## TAREAS POR RESOLVER
**a.** Traduce al inglés esta oración del texto sobre la tercerización: "La crisis económica llevó a que un amplio porcentaje de los migrantes limítrofes buscaran reacomodarse en determinados espacios económicos en lugar de retornar a sus países."
**b.** Según el texto sobre la tercerización, ¿qué eslabón de la cadena es el escenario más propicio para que se den situaciones irregulares?
**c.** Enumera los apellidos de todos los autores citados en el texto sobre la tercerización.

## TEXTO PROPORCIONADO
# # # # # # #
Como sostienen Basualdo y Esponda (2014: 34-35), si bien la tercerización existe desde mucho antes de la crisis mundial capitalista de comienzos de los años setenta, luego de este periodo este proceso pasó de ser una forma de relación laboral subordinada para adquirir un rol protagónico dentro del conjunto de las regulaciones del trabajo. La crisis económica llevó a que un amplio porcentaje de los migrantes limítrofes buscaran reacomodarse en determinados espacios económicos en lugar de retornar a sus países.
En este marco, “la industria textil, de confecciones y del calzado sirvió como refugio para esta población” (Benencia, 2009: 47).7 Es precisamente el último eslabón de la cadena, el de la confección de prendas, el escenario más propicio para que se den situaciones irregulares por las estrategias empresariales tendientes a tercerizar determinados procesos productivos y no responsabilizarse por lo que sucede en los espacios laborales (Barattini, 2010: 463). De manera que las grandes empresas ya no participan directamente en la producción, sino que subcontratan a empresas más pequeñas, persiguiendo un máximo de flexibilidad de la fuerza de trabajo, en cantidades y acordes con las necesidades productivas (Basualdo et al., 2014; Castles, 2013).
# # # # # # #
## DATOS MOSTRADOS
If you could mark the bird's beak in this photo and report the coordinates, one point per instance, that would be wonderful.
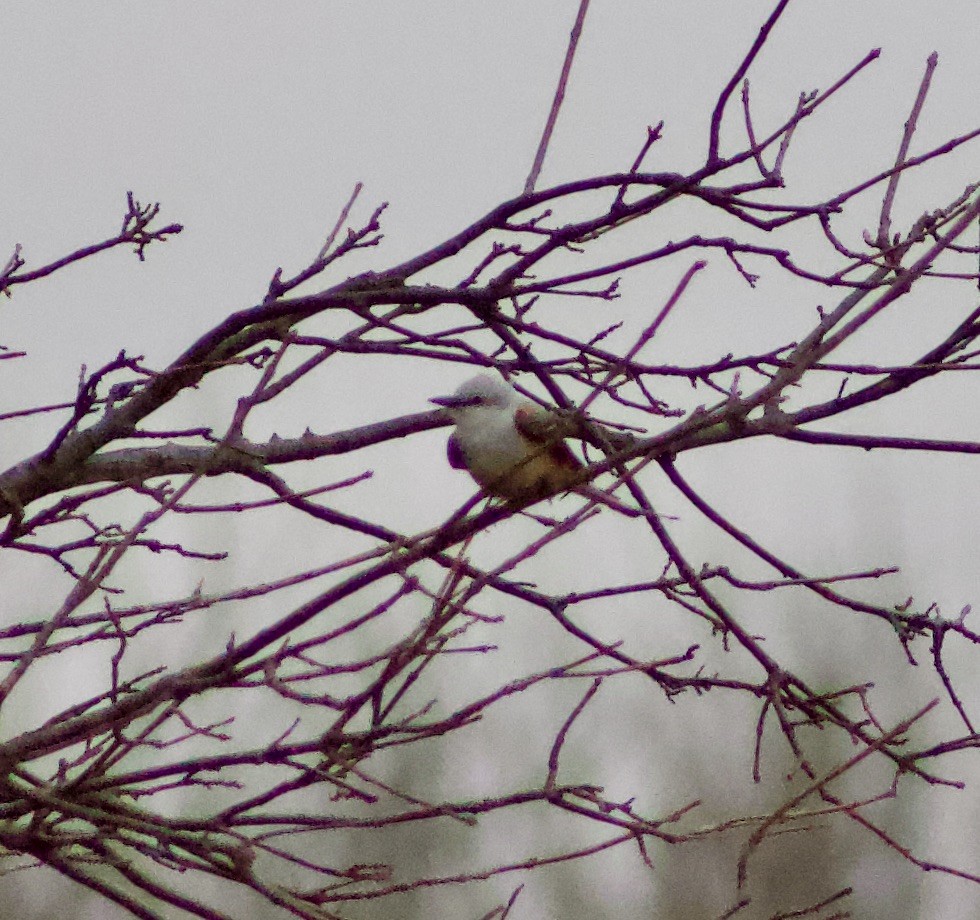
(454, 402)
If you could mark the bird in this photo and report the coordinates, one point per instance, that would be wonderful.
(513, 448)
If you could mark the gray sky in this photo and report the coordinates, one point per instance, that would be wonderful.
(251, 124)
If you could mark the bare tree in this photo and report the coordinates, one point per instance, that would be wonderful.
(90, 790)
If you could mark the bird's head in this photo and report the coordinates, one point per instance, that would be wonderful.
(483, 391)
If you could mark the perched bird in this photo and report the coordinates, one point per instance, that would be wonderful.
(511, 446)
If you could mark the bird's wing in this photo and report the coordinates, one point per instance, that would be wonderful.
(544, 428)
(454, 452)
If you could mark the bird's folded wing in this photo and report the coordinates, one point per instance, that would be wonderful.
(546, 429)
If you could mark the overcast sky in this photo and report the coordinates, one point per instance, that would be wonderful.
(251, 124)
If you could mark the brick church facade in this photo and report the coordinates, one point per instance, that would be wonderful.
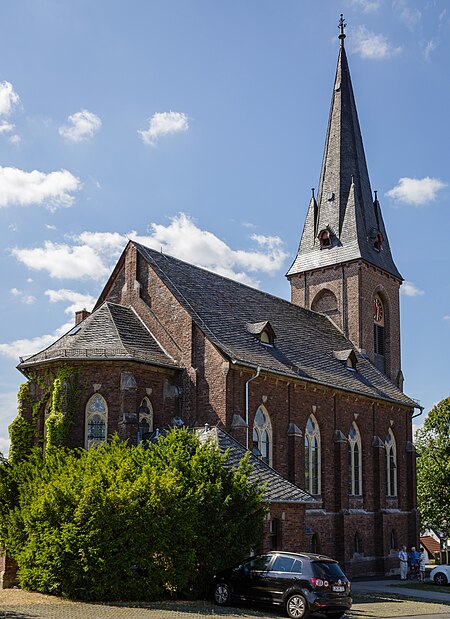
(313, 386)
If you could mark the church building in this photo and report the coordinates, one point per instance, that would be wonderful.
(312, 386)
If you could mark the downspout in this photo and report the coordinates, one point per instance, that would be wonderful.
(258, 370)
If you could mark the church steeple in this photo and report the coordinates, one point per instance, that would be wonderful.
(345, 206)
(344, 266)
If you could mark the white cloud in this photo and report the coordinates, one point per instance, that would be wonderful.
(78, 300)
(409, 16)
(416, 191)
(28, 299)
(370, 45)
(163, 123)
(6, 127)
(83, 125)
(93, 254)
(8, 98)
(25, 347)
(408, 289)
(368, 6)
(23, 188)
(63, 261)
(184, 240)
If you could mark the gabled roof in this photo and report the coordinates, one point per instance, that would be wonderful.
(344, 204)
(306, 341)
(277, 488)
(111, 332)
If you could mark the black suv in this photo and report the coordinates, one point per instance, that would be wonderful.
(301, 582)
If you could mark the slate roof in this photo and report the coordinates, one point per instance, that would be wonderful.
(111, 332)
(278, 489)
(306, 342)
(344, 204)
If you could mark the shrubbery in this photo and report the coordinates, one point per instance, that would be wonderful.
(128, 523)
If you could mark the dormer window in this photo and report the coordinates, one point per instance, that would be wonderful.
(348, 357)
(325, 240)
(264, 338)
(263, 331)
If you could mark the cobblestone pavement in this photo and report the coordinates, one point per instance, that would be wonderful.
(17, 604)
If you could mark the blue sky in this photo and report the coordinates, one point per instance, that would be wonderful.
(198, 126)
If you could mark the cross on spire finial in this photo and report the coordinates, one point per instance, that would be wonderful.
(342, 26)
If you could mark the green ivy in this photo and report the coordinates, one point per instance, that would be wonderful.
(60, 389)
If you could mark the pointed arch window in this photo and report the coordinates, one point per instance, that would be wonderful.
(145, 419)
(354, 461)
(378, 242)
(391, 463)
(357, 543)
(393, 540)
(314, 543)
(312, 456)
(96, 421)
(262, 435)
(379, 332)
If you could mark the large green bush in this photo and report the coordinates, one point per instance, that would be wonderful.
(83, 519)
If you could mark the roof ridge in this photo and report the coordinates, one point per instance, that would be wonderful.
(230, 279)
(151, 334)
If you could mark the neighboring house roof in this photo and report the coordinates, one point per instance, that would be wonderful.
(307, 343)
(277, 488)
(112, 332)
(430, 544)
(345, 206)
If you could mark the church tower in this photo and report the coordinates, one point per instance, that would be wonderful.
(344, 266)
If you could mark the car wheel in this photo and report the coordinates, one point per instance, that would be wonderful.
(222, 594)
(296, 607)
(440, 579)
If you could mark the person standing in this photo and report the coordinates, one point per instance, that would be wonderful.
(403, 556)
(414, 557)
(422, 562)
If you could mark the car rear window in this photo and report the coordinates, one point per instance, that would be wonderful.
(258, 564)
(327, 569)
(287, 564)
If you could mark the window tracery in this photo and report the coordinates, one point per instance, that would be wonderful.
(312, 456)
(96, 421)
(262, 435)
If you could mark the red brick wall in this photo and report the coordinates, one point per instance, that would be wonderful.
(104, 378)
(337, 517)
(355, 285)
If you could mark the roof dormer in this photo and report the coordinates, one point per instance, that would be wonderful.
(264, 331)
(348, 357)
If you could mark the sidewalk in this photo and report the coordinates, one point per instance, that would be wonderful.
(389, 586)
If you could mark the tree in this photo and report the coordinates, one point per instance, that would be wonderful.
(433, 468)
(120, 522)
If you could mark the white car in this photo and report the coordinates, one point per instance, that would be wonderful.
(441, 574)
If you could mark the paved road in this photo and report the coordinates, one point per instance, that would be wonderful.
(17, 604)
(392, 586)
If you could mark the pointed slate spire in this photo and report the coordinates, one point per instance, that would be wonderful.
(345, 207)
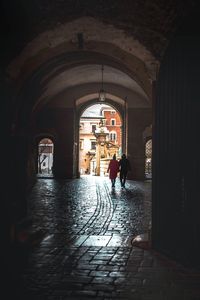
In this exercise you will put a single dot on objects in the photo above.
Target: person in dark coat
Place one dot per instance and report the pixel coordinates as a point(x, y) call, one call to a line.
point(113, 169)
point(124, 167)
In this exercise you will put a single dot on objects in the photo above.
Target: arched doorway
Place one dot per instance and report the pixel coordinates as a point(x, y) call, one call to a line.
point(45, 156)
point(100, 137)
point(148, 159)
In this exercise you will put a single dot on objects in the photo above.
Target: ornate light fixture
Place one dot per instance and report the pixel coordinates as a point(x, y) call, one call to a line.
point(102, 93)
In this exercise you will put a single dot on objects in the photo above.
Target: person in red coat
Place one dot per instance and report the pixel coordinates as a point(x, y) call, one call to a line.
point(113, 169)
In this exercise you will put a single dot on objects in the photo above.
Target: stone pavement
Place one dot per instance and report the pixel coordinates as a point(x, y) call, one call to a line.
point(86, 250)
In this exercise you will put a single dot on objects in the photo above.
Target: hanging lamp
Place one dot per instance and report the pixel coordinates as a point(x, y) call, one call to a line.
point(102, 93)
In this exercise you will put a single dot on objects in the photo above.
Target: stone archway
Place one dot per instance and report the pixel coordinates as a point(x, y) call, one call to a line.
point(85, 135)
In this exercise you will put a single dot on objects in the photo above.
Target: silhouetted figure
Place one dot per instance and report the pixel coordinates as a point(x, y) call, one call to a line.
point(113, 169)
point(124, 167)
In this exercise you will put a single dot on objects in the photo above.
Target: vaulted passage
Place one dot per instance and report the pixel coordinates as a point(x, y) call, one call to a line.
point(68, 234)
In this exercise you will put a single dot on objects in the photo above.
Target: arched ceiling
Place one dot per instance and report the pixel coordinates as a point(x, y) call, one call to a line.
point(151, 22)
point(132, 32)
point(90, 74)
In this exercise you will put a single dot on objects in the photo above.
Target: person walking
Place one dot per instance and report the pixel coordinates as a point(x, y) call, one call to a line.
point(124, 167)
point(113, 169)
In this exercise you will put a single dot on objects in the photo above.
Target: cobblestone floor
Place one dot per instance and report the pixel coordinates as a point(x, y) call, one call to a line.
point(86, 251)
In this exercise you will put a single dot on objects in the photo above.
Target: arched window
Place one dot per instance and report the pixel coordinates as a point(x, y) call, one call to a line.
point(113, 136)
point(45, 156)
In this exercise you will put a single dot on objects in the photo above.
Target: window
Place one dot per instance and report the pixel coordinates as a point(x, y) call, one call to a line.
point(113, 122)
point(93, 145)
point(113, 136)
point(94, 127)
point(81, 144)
# # # # # # #
## CONJUNTO DE RESPUESTAS
**a.** The economic crisis led a large percentage of migrants from neighboring countries to seek to resettle in certain economic spaces instead of returning to their countries.

**b.** El último eslabón, el de la confección de prendas.

**c.** Basualdo, Esponda, Benencia, Barattini, Castles